Texte extrait –
LES PROBLÈMES D'ÉCRITURE DANS LE ROMAN HISTORIQUE
Evelyne Brisou-Pellen

extraits

Depuis une trentaine d'années que j'écris des romans historiques, j'ai été confontée aux mille difficultés de ce genre d'exercice. Et les pires ne sont pas, comme on le croit, celles de la vérité historique, mais celles de l'écriture.

 
moine 

Il y a donc un problème d'écriture spécifique au roman historique ?
Un problème épineux. En effet, on raconte une histoire du passé à un lecteur du présent.
Un code tacite de bonne conduite veut qu'on parle dans les romans historiques un langage de type "ancien". Trente ans que je me bats avec moi-même sur le sujet :
- Un langage ancien… Raconter une histoire qui se passe au XIIème siècle en langage du XIIème siècle ? Du genre… "Et disoient qu'onques mes hon n'uere eschapez, que ils seüssent."
- Ah non ! On ne comprendrait rien. Il faudrait traduire en langage plus clair. Disons… XIXème.
- Donc faire parler la langue du XIXème à des gens du XIIème…
- Oui, ça fait un peu vieillot, c'est parfait.
- Parce que les gens du XIIème parlaient un langage "vieillot" ?
- Oui… Enfin non, pas vieillot pour eux. Eux avaient sans doute l'impression d'être modernes.
- Pourquoi, dans ce cas, ne pas respecter ce qu'ils disaient en traduisant en langage moderne ?


 
 

bandeau tribu
J'ai l'impression que c'est devenu crucial pour vous dans LA TRIBU DE CELTILL, qui se passe aux temps gallo-romains.

C'est devenu crucial parce que mon héros a douze ans, que c'est lui qui raconte - donc à la première personne -, et en gaulois, une langue dont on ignore tout.
Voilà qui m'a renvoyé le problème en pleine face.

 

 
 

Qu'on ne sache rien de cette langue vous a amenée à vous reposer des questions ?
Disons que ça a mis en valeur un problème qui existe, en réalité, même quand on connaît la langue. On pourra en reparler.
Il y a surtout que l'histoire est racontée à la première personne, et par un jeune. Il doit parler un langage compatible avec son âge. Pour moi, la meilleure des solutions, celle qui rendait le plus "vrai" était de traduire dans notre langue.

 

 

Un problème différent de celui des aventures de votre Garin Trousseboeuf ?bandeau garin

Les aventures de Garin étant écrites à la troisième personne et se déroulant au XIVème siècle, je suis un peu plus tenue par la langue, puisqu'il en reste des traces.
Pour Celtill, on ne sait rien de rien, sauf que les Romains trouvaient les Gaulois vifs en paroles et maniant outrageusement l'exclamation. À partir de ça, tout est à inventer.

 
  Cela vous laisse plus de liberté, finalement…
Cela me permet, quand c'est nécessaire, d'user de ce langage familier - ni grossier ni "branché" (trop caractéristique d'une époque précise) - qu'on ressent comme légitime, voire obligatoire, dans un roman mettant en scène les ados d'aujourd'hui.

Tâches à réaliser –
1) Recopiez, dans l'entretien sur le roman historique, le passage qui va de « - Oui… Enfin » jusqu'à « en pleine face. ».
2) Prolongez l'entretien sur le roman historique au-delà de sa dernière réplique.

Enregistrements du jeu de données:
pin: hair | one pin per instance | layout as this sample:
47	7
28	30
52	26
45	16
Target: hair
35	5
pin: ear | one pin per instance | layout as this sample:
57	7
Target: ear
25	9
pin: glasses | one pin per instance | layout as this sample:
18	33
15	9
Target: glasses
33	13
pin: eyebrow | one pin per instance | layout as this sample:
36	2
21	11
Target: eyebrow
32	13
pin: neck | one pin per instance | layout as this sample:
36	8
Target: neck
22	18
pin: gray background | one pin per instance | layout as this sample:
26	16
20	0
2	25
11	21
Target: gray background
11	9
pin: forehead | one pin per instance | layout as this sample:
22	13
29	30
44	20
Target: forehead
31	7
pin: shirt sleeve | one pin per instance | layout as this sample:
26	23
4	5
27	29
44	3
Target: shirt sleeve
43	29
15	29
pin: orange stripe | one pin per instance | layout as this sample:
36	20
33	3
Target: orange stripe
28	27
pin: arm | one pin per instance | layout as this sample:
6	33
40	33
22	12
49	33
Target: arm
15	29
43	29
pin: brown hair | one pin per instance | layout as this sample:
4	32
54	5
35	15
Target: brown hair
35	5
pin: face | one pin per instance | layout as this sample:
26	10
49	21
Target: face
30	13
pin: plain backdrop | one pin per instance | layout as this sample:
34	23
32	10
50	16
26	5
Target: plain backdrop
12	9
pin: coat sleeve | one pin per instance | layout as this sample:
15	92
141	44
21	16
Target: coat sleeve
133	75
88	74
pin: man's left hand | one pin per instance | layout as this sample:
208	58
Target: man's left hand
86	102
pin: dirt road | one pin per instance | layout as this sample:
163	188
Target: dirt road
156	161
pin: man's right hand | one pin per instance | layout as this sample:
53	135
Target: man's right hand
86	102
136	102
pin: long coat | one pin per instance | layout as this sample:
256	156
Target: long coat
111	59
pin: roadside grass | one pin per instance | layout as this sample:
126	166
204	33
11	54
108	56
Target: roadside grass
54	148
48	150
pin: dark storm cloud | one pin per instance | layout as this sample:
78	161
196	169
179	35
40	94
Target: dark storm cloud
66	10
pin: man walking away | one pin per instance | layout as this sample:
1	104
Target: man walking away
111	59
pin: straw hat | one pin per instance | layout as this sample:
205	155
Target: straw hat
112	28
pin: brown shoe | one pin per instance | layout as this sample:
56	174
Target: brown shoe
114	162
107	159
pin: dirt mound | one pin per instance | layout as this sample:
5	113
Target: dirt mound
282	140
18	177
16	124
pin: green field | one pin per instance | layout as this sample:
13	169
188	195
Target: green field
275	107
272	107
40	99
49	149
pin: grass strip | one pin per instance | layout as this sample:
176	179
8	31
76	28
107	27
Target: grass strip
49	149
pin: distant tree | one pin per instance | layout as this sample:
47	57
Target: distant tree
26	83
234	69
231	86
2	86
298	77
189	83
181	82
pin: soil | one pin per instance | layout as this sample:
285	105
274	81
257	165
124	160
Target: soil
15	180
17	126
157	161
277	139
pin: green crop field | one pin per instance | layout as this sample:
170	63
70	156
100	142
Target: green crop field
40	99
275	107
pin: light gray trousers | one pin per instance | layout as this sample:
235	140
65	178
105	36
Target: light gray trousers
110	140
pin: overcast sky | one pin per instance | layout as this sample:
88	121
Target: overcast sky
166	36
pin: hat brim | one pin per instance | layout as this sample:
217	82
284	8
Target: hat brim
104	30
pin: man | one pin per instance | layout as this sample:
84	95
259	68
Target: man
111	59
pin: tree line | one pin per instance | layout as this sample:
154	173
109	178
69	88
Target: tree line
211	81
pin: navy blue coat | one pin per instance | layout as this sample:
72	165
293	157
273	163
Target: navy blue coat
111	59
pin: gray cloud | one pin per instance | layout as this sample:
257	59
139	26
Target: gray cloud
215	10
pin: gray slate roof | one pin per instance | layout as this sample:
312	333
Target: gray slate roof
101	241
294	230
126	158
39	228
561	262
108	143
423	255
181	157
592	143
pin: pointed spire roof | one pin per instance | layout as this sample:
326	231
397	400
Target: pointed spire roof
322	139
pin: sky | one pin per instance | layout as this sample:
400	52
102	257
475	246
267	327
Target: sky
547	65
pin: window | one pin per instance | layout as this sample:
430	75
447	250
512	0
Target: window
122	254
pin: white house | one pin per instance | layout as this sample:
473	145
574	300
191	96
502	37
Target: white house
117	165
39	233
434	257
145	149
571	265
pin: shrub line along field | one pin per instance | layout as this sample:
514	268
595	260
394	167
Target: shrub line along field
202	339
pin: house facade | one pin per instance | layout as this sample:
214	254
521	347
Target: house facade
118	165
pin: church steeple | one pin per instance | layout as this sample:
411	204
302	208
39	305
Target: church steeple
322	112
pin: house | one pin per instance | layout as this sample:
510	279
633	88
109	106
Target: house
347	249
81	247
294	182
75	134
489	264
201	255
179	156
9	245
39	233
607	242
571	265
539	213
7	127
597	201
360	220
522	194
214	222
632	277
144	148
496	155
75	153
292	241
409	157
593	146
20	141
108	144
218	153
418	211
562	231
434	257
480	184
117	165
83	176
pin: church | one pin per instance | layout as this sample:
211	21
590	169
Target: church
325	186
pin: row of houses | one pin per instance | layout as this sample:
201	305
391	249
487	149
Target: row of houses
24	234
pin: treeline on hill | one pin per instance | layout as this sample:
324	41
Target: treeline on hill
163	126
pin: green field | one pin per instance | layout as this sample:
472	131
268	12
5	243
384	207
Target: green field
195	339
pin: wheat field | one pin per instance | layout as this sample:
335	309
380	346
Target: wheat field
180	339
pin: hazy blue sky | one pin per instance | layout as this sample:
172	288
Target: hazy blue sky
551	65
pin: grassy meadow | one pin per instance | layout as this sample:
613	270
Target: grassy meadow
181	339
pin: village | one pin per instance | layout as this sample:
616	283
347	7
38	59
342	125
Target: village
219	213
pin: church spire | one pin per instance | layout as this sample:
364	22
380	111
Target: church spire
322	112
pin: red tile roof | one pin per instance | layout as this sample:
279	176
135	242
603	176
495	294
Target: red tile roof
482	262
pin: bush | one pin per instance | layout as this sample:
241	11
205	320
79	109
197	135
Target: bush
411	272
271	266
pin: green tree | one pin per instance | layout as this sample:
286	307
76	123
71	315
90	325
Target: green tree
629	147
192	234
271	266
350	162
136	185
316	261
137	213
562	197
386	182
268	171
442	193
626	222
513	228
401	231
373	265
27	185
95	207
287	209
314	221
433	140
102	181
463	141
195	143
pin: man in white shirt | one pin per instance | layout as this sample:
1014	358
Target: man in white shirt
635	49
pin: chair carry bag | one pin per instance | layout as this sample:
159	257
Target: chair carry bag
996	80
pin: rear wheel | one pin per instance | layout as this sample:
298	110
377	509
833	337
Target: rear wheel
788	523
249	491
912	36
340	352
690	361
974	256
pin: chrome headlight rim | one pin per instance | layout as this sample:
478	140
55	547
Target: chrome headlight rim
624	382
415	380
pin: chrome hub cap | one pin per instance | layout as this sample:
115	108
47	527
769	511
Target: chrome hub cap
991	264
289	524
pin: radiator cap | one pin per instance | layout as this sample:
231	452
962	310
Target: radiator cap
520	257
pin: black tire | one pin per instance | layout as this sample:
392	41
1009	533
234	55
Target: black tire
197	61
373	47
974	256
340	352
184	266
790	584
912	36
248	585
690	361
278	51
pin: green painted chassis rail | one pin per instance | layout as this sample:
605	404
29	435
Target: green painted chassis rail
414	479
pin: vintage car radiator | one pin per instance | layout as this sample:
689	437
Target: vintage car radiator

Réponses par tâche –
1)
- Oui… Enfin non, pas vieillot pour eux. Eux avaient sans doute l'impression d'être modernes.
- Pourquoi, dans ce cas, ne pas respecter ce qu'ils disaient en traduisant en langage moderne ?


 
 

bandeau tribu
J'ai l'impression que c'est devenu crucial pour vous dans LA TRIBU DE CELTILL, qui se passe aux temps gallo-romains.

C'est devenu crucial parce que mon héros a douze ans, que c'est lui qui raconte - donc à la première personne -, et en gaulois, une langue dont on ignore tout.
Voilà qui m'a renvoyé le problème en pleine face.

2)
Et je respecte la même diversité de langages : Celtill ne s'adresse pas à son grand-père comme à ses copains. Ses parents ne parlent pas comme lui, ni le chef romain comme les paysans gaulois.
 
 


En commençant le roman, on est surpris par cette liberté de ton…

Parce que, dans notre esprit, les gens d'autrefois parlaient de manière châtiée. Pour les "dérives" de langage, il n'y a bien que nous !

 

 
 
Pourquoi avons-nous cette impression ?
Eh bien… parce qu'on a peu d'enregistrements de rue de l'époque. (Rires) Nous ne connaissons des anciens que des textes écrits, et par des lettrés - une infime partie de la population, des privilégiés (…)
copiste
 

On n'a aucun texte familier ?
Très peu. On a cette lettre, que j'aime bien, d'un petit Romain qui écrit à son père, il y a 2200 ans (traduite avec les fautes d'orthographe) :
"Bien jouer. Tu m’as pas emmenné avec té en ville. Si tu veux pas m’enmener avec té à Alexandrie, je t’écris plus de lettres, je te parle plus, je te souhaite plus ta santé. Mais çi tu va pas à Alexandrie, je prendrai plus ta min et je te dirai plus bonjour jamais. Çi tu veux plus m’enmener, voilà ce qui va se paçer. Et puis ma mère a dit à Archelaüs "il m’énerve, qu’on le voie plus !" T’as bien joué."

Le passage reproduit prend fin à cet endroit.